→ **作業の依頼 1**
車椅子兼用電動ベッドについての文章によると、開発課題のひとつに「駆動方法の開発」がありました。この駆動方法が何のために必要だったのかを、1〜2文で説明してください。
→ **作業の依頼 2**
車椅子兼用電動ベッドについての文章と、次の(a)〜(c)が合っているかを判断してください。それぞれ「はい」か「いいえ」で答え、決め手になった文章の言葉をそのまま引用してください。
(a) KA-351は1975年に発売された。
(b) 電動油圧水洗トイレ付ベッド KA-330は、KA-351より前に発表された。
(c) KA-351はマスメディアでは取りあげられなかった。

→ **提供された文章**
========================

1970年代、65歳以上人口の割合が7.1%に。
高齢化に、いちはやく対応

車椅子兼用電動ベッド KA-351の画像 車椅子兼用電動ベッド KA-351

1975

電動ベッドが車椅子へ簡単に変わる、
世界初の兼用電動ベッド。[車椅子兼用電動ベッド KA-351]

1975年、電動ベッドを車椅子に変えようという発想を実用化するため、技術者たちの挑戦が始まりました。開発課題としては、ベッドを車椅子に変える際、患者の身体に無理を与えないための駆動方法の開発や、緊急移動操作を容易にすること、家庭内で使用できるように軽量化すること、そしてベッドと車椅子兼用のための適性な寸法の策定などがありました。技術陣は、設計から製造まですべての技術を見直し、斬新な発想によってこれらの課題をクリアすることに成功しました。1977年、手元スイッチの操作で簡単に車椅子になる、世界で初めての車椅子兼用電動ベッド[KA-351]を開発し、[マルチカーマ]と命名して発売しました。当時、マスメディアなどでも取りあげられ、ベッドの既成概念を超えたユニークな製品として反響を呼びました。また、この3年前にはベッドにポータブル水洗トイレを組み合わせた[電動油圧水洗トイレ付ベッド KA-330]を発表するなど、この時期、高齢化社会のニーズに対応する意欲的な製品を次々と発表していきました。

========================

データ項目

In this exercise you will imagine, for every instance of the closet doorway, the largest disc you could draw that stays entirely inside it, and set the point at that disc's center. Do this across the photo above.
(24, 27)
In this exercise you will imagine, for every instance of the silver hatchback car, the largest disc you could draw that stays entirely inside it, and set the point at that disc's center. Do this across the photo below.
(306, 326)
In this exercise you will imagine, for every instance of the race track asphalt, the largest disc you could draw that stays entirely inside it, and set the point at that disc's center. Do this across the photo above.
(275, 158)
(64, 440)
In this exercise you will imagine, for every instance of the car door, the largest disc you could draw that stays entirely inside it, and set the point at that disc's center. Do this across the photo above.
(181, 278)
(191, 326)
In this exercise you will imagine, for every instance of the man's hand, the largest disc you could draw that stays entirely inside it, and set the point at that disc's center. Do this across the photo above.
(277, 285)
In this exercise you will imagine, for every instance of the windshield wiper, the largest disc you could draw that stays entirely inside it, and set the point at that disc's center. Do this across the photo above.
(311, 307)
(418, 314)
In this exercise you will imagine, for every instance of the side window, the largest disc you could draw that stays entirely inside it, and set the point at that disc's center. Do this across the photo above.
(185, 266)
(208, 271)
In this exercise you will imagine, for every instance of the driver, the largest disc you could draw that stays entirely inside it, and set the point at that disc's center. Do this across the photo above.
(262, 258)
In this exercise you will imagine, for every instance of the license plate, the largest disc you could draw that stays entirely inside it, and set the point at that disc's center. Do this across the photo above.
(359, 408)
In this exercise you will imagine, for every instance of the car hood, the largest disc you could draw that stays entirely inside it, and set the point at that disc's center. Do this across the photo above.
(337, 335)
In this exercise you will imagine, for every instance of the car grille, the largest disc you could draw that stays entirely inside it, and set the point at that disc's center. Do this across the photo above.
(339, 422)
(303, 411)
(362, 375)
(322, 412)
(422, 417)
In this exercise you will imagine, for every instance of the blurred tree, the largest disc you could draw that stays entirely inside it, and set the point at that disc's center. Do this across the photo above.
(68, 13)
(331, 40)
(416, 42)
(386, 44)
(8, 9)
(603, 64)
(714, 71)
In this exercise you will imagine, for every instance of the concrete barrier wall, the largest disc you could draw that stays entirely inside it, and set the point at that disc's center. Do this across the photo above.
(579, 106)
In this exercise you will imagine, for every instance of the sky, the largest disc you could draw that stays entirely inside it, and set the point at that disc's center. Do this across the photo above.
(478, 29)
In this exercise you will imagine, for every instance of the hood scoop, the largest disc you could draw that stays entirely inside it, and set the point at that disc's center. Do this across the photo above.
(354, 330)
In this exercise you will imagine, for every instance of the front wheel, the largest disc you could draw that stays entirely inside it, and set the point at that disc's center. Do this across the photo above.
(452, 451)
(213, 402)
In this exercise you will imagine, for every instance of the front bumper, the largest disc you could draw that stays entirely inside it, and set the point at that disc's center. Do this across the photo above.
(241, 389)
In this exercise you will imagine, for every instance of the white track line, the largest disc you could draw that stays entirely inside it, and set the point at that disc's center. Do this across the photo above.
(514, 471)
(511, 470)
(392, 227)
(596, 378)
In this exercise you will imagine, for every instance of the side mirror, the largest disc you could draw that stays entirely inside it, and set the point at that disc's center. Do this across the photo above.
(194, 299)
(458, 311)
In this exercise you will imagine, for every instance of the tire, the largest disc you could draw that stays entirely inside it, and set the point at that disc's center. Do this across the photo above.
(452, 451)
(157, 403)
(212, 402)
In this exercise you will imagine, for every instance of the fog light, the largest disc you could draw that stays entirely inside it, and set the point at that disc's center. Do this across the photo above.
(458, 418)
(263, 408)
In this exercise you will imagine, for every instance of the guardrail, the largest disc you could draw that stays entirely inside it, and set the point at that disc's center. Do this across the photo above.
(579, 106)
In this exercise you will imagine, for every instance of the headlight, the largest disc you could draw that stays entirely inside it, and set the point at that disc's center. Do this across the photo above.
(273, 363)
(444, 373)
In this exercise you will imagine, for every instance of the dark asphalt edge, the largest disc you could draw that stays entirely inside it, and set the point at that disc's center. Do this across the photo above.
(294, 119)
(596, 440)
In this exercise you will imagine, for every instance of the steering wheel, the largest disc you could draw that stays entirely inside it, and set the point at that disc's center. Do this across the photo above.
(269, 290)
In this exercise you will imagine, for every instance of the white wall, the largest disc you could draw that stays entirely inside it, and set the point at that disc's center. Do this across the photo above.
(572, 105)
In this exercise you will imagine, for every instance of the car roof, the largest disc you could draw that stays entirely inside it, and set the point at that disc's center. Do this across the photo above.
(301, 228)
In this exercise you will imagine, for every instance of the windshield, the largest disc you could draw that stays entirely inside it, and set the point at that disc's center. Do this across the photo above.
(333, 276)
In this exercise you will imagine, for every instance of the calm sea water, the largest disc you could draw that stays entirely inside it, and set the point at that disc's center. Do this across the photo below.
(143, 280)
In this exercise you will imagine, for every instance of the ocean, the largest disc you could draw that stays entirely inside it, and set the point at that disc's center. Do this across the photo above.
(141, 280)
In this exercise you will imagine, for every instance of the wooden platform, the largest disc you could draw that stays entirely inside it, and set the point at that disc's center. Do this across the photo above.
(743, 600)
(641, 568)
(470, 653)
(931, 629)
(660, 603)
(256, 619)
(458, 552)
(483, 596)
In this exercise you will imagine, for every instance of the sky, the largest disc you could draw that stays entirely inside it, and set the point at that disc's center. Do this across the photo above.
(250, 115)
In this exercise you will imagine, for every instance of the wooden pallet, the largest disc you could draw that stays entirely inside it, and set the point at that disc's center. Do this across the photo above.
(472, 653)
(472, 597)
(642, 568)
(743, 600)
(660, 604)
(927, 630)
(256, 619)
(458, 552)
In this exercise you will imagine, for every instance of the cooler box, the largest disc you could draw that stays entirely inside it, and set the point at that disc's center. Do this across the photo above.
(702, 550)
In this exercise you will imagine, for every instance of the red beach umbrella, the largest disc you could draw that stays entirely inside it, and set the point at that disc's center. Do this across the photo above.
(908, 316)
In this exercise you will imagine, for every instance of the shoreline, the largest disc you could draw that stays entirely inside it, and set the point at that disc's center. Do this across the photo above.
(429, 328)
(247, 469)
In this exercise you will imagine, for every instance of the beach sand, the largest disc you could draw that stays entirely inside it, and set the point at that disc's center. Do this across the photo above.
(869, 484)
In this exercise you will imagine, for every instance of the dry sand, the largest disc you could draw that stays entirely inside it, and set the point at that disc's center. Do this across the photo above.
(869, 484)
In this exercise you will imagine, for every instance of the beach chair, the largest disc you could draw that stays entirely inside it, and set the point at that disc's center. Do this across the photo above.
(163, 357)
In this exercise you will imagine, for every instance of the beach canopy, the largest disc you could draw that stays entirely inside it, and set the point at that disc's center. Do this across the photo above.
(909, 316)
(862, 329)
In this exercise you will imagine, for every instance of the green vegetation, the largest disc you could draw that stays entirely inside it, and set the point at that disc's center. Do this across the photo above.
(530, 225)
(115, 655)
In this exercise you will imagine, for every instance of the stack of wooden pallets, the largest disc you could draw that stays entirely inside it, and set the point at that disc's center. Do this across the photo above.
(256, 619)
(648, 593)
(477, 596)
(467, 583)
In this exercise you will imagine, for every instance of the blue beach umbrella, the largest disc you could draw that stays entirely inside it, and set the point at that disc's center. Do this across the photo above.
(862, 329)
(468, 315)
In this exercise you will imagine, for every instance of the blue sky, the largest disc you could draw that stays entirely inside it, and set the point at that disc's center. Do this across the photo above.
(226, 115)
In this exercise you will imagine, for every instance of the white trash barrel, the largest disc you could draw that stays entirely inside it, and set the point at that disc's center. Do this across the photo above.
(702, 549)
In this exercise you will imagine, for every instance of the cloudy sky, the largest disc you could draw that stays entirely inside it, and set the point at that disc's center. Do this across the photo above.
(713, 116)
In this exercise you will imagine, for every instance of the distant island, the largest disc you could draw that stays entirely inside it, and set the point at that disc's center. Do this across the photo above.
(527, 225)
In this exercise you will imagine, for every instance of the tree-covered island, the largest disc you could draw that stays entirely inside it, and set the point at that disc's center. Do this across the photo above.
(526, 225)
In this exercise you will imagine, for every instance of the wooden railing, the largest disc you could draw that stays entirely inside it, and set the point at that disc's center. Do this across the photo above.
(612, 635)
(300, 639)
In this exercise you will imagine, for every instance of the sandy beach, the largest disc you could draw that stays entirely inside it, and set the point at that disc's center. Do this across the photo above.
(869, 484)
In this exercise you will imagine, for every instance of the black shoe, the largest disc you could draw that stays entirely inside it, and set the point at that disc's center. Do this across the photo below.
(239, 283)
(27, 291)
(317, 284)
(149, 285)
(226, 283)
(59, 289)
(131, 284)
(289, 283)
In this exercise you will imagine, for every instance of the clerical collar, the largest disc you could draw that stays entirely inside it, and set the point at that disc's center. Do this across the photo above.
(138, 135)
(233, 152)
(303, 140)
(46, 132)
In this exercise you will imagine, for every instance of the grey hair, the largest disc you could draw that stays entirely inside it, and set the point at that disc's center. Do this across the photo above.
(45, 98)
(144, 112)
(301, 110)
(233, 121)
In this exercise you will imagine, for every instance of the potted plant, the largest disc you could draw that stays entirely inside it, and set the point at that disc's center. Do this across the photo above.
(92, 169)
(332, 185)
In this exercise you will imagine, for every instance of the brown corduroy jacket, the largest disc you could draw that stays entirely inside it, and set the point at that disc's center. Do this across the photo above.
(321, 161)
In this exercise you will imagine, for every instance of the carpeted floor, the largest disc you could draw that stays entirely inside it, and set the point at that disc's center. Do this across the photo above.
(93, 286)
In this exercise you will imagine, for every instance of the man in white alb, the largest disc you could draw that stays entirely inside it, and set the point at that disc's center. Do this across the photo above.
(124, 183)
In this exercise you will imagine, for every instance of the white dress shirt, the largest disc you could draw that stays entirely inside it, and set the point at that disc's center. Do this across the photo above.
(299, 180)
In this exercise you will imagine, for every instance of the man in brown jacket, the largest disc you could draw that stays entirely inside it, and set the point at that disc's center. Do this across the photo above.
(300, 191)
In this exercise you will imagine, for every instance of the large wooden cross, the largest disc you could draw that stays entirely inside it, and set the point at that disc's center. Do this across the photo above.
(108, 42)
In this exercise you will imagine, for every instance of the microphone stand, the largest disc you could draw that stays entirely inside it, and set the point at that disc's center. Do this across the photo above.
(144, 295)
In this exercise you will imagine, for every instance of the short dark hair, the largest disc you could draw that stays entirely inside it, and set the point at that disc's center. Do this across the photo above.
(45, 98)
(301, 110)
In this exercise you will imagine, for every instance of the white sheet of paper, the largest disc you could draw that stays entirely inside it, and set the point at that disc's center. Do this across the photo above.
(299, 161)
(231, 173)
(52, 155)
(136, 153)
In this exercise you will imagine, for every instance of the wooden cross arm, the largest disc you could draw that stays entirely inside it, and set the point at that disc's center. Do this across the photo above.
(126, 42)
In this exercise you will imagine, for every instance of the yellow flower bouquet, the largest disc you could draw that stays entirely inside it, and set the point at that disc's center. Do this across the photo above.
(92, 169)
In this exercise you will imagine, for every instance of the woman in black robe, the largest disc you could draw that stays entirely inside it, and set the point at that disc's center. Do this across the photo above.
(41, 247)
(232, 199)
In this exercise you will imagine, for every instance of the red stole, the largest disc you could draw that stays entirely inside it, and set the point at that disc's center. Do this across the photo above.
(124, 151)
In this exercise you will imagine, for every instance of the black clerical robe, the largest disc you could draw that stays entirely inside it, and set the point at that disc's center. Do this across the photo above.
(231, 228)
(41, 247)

========================

→ **回答文 1**
ベッドを車椅子に変える際に、患者の身体に無理を与えないためです。

→ **回答文 2**
(a) いいえ。「1977年、手元スイッチの操作で簡単に車椅子になる、世界で初めての車椅子兼用電動ベッド[KA-351]を開発し、[マルチカーマ]と命名して発売しました。」
(b) はい。「この3年前にはベッドにポータブル水洗トイレを組み合わせた[電動油圧水洗トイレ付ベッド KA-330]を発表する」
(c) いいえ。「当時、マスメディアなどでも取りあげられ」